TASK INSTRUCTIONS. Carry the workshop schedule forward from its final sentence, the one about Galvin's work at the Workplace Justice Lab, and write the next part.

SELECTED PASSAGE.
[Start of Attachment]
Workshop participants should read Professor Eyer's work in progress, RETHINKING TEXTUALISM: Why Progressives Should Embrace the Common-Sense Idea that the Law Means What it Says (Forthcoming 2026, University of California Press).
Monday, April 6
Dr. Daniel Galvin, Political Science, Northwestern University: Alt-Labor and the New Politics of Workers’ Rights
Daniel J. Galvin is Professor of Political Science, Faculty Fellow at the Institute for Policy Research, and Director of the Workplace Justice Lab at Northwestern University. His scholarship focuses on labor policy and politics, worker organization, and the enforcement of labor standards. His latest book, Alt-Labor and the New Politics of Workers’ Rights (Russell Sage Foundation, 2024), examines the changing nature of workers’ rights over the last half-century and the political development of “alt-labor” groups—nonunion, nonprofit worker organizations—that support and organize low-wage workers in their fight for their rights in the political and economic arenas. His current research focuses on the politics of wage theft in the United States. At the Workplace Justice Lab, Galvin conducts research on workers’ rights and economic inequality while collaborating with government agencies and worker organizations to improve labor standards enforcement and advance knowledge about emerging models of worker organization.
[End of Attachment]
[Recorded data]
[Start of Attachment]
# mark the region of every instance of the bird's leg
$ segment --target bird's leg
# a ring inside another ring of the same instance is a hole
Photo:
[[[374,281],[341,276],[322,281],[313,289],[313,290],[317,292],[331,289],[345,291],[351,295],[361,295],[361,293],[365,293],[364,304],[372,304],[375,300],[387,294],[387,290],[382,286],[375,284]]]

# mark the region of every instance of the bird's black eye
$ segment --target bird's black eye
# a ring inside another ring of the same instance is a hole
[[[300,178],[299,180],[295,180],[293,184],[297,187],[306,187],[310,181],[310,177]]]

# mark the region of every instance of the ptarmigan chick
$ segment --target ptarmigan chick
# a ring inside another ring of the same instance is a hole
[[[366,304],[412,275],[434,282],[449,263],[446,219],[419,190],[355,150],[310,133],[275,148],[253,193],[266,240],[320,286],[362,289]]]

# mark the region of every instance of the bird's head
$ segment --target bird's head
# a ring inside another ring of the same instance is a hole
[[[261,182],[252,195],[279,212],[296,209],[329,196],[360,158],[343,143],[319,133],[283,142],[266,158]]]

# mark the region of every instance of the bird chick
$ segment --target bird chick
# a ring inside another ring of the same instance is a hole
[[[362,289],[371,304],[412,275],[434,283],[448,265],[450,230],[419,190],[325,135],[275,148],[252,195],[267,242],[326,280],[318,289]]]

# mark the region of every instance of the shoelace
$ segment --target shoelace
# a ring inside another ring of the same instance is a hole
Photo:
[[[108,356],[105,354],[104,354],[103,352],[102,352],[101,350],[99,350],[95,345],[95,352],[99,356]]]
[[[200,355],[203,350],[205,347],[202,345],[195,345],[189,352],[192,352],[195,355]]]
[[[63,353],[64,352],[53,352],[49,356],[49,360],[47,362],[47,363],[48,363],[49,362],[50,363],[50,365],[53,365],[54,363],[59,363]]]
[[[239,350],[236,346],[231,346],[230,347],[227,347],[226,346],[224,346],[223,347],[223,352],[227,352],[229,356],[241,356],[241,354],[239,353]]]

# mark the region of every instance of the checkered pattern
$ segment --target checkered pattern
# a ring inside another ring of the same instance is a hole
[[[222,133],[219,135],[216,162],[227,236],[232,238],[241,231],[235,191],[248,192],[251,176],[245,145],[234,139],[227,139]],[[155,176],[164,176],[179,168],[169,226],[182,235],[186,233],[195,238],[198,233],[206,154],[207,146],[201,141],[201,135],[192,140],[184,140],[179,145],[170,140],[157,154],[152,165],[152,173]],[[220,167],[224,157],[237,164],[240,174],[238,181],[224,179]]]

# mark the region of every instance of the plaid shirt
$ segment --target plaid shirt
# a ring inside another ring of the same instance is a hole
[End of Attachment]
RESULT OF THE TASK.
Workshop participants should read Chapters One and Two of Dr. Galvin's book, Alt-Labor and the New Politics of Workers' Rights (Russell Sage Foundation, 2024).
Monday, April 13 - MOVED TO 6:15 PM
Professor Noah Zatz ‘99, University of California School of Law: Retaliation Law as Disruption Rights
Noah Zatz is Professor of Law & Labor Studies at UCLA. His research focuses on law and policy concerning low-wage and no-wage work, especially at their intersections with civil rights, public benefits, family law, immigration, and the criminal legal system. His “Get To Work or Go To Jail” project examines how threats of racialized state violence force people in the U.S. into precarious and underpaid work situations. Other ongoing projects explore the centrality of reasonable accommodation to antidiscrimination theory and the law of organizing beyond labor law. Zatz sits on the editorial board of the Law & Political Economy blog, where he also is a regular contributor. He has been Faculty Director of the UCLA Critical Race Studies Program, an Open Society Fellow, a Princeton Law & Public Affairs Fellow, and a visiting professor at Yale Law School and at the University of Chicago Law School. Before entering the legal academy, Zatz worked as a Skadden Fellow at the National Employment Law Project (NELP) in New York City. Before that, he clerked for Judge Kimba M. Wood of the Southern District of New York and Judge Guido Calabresi of the Second Circuit Court of Appeals.
Workshop participants should read Professor Zatz's work in progress, Retaliation Law as Disruption Rights (April 2026).